-------- Recorded information --------

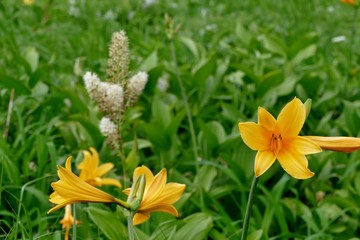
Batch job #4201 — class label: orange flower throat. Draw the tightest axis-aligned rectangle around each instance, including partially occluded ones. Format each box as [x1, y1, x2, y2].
[270, 129, 282, 156]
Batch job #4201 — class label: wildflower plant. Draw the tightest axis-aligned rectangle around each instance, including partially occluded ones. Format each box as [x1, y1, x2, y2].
[239, 97, 360, 240]
[83, 31, 148, 162]
[48, 31, 185, 239]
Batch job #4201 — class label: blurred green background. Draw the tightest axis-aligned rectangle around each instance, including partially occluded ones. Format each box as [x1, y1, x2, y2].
[0, 0, 360, 240]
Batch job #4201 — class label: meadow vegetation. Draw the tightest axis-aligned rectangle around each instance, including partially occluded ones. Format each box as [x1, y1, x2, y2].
[0, 0, 360, 240]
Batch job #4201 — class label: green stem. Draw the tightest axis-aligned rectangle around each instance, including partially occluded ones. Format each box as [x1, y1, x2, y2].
[72, 204, 77, 239]
[170, 39, 199, 166]
[115, 198, 130, 210]
[128, 211, 135, 240]
[170, 38, 204, 208]
[13, 176, 52, 237]
[241, 176, 259, 240]
[349, 7, 359, 67]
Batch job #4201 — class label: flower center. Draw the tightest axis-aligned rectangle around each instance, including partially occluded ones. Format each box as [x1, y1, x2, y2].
[270, 133, 282, 155]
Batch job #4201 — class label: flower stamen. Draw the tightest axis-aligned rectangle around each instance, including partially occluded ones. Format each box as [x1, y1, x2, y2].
[270, 133, 282, 156]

--------

> _What you need to do_
Present all of the material above as a numbered list with blank lines dropped, and leave the pictures out.

> _Reply to the exercise_
1. Batch job #4201 — class label: orange flower throat. Draw the tightest axis-aligned rectangle around each instance, including partially occluded ones. Format each box as [x1, y1, x2, y2].
2. [270, 129, 282, 156]
3. Batch job #4201 — class label: wildflower plant. Draw the tightest axis-aligned rectangle around each instance, including partially occluded ones. Format each box as [x1, y1, x2, y2].
4. [239, 97, 360, 240]
5. [83, 31, 148, 162]
6. [48, 31, 185, 239]
7. Batch job #4201 — class label: blurred green background. Draw the tightest axis-aligned rectangle around each instance, including partially occluded ones. Format each box as [x1, y1, x2, y2].
8. [0, 0, 360, 240]
9. Batch job #4201 — class label: meadow vegetation. Draw the tightest axis-aligned rectangle around each instance, including partially occluded ones. Format each box as [x1, y1, x2, y2].
10. [0, 0, 360, 240]
11. Batch job #4201 — class label: green stem. Draw the tightest axis-aligned rectangle around each instance, including partially occluded ones. Format each box as [x1, y1, x2, y2].
12. [72, 204, 77, 239]
13. [170, 39, 199, 166]
14. [115, 198, 130, 210]
15. [128, 211, 135, 240]
16. [170, 38, 204, 208]
17. [13, 176, 52, 237]
18. [241, 176, 259, 240]
19. [349, 7, 359, 67]
20. Batch job #4201 — class label: flower center. Draw the tightest axis-aligned rectangle around each instance, including partially occluded ones. Format each box as [x1, y1, x2, y2].
21. [270, 133, 282, 155]
22. Batch job #4201 — class label: flower stamen. Draw the tightest axis-aligned rectangle around each instance, including partially occluded ones. Format each box as [x1, y1, x2, y2].
23. [270, 133, 282, 156]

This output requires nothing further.